Labeled-object pointing entries
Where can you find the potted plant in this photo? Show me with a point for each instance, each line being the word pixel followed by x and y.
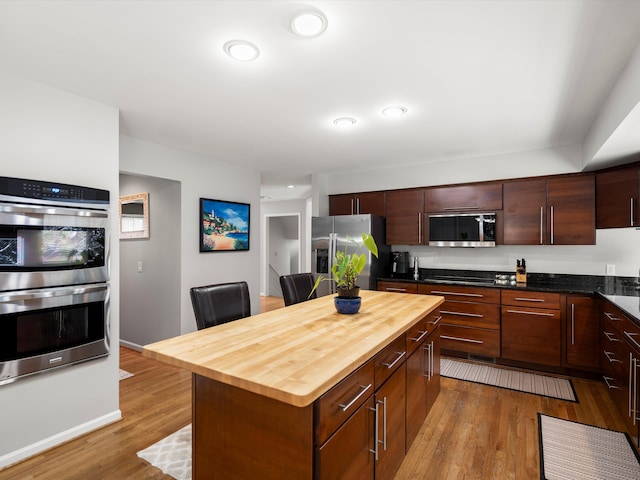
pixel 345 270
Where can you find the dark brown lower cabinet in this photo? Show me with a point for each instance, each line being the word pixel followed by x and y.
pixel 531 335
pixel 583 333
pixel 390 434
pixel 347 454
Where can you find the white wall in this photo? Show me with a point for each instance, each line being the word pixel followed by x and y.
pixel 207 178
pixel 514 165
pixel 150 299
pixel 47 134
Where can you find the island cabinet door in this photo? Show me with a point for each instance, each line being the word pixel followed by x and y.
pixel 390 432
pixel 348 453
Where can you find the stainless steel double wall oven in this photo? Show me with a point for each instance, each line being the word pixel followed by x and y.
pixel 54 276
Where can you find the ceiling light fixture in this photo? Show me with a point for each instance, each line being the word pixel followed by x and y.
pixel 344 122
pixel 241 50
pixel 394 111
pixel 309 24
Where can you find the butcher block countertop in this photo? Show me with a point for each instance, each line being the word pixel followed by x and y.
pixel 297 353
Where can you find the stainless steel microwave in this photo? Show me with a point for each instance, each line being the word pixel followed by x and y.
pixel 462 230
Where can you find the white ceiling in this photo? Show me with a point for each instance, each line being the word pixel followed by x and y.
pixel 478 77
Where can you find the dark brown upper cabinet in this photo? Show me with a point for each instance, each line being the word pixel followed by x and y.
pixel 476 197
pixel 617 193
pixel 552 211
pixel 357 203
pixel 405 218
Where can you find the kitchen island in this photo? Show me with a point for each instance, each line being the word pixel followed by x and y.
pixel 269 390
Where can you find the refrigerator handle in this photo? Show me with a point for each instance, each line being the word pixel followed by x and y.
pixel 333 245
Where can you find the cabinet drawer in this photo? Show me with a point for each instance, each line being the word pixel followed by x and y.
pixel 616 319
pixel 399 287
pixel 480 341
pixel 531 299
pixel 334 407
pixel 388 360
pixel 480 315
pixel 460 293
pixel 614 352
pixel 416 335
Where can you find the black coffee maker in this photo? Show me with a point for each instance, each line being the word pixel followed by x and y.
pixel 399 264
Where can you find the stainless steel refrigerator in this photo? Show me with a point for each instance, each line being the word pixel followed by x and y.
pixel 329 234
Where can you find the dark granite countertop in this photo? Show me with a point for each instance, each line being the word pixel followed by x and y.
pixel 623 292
...
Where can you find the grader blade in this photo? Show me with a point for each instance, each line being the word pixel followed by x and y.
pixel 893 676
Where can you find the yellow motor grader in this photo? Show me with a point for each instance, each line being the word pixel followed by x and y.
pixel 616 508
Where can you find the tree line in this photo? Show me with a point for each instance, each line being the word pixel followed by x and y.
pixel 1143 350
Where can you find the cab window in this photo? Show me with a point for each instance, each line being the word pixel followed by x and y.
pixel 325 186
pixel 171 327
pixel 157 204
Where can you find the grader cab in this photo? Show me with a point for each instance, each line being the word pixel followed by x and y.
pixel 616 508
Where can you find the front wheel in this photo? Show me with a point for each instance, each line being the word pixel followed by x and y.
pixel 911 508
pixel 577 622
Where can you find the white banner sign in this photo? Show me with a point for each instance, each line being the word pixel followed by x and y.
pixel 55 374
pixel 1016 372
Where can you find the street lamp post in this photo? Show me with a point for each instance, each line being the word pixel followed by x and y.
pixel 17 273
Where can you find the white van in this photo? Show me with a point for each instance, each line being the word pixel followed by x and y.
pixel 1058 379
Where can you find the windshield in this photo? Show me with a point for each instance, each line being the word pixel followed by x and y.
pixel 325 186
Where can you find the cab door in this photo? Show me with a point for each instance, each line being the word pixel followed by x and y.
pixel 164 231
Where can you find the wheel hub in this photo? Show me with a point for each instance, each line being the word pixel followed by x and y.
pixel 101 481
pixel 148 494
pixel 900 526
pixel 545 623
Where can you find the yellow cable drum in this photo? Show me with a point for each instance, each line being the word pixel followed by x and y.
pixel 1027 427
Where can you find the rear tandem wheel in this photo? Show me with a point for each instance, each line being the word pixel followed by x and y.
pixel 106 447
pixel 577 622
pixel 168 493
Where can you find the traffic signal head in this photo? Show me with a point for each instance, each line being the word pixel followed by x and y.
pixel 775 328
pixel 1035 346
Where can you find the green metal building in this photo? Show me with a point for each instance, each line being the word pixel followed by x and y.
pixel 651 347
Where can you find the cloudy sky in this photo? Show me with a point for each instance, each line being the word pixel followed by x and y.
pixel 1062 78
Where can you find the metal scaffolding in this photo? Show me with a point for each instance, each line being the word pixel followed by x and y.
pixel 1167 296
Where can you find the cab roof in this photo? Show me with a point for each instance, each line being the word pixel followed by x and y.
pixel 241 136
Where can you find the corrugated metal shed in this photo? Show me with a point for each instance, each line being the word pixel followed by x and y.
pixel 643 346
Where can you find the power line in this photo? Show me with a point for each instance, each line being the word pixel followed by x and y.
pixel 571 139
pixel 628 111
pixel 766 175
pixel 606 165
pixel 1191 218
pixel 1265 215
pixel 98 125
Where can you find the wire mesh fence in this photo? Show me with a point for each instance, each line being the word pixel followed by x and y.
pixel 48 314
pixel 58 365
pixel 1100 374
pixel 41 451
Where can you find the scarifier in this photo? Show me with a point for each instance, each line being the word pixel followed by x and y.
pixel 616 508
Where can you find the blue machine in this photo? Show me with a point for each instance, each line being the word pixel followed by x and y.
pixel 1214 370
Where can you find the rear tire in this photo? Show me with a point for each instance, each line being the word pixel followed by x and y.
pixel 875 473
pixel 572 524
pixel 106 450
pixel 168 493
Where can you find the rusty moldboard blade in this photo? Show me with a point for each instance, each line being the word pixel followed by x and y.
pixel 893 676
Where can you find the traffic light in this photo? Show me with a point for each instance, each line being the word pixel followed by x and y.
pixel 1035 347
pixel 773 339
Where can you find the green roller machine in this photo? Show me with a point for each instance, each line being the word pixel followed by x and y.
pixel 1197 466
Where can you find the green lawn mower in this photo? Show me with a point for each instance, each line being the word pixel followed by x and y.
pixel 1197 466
==
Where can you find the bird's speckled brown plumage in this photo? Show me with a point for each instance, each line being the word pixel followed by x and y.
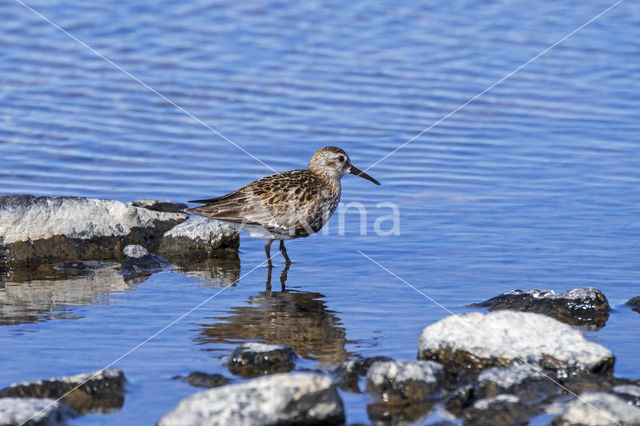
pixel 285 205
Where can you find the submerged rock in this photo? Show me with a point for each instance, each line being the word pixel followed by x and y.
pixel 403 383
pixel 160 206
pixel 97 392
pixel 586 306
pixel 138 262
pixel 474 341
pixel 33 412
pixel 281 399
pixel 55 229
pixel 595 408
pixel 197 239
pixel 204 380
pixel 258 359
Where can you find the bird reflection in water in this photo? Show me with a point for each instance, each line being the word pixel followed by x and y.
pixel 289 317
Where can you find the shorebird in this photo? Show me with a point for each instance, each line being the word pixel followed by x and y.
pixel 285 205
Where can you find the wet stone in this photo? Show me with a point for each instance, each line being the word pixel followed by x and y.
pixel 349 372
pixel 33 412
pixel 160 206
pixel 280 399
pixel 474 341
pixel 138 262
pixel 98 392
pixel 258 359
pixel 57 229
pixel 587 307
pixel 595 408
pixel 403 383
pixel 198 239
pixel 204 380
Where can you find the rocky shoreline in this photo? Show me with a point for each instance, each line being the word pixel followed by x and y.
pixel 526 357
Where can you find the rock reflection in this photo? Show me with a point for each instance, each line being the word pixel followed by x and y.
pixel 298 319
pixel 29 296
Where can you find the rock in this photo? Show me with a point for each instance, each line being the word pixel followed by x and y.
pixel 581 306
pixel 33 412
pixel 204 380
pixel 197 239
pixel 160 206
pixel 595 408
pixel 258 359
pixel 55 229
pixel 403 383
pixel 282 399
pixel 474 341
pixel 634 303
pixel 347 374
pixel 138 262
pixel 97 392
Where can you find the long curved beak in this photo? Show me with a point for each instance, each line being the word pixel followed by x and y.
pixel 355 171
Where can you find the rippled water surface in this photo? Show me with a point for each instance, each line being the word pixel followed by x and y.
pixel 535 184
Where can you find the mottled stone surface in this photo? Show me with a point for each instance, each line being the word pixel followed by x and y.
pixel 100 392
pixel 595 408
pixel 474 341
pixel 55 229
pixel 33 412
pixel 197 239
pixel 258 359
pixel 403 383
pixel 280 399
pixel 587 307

● The task:
Render everything in the records from the line containing "Where can you find the cabinet" down to the line containing "pixel 329 234" as a Markdown table with the columns Row and Line, one line per row, leaving out blank lines.

● Exercise result:
| Row | Line |
|---|---|
| 1 | Where can you find the cabinet drawer in this photo? Show me with a point for each instance, each line being the word pixel followed by x and y. |
| 2 | pixel 616 319 |
| 3 | pixel 399 287 |
| 4 | pixel 480 341 |
| 5 | pixel 531 299 |
| 6 | pixel 334 407 |
| 7 | pixel 388 360 |
| 8 | pixel 480 315 |
| 9 | pixel 460 293 |
| 10 | pixel 614 352 |
| 11 | pixel 416 335 |
| 12 | Where can you find the black coffee maker in this photo? Show me with a point for each instance, each line being the word pixel followed by x and y. |
| 13 | pixel 399 264 |
| 14 | Where can you find the stainless steel refrigerator in this photo? Show me with a point for each instance, each line being the word pixel followed by x and y. |
| 15 | pixel 329 234 |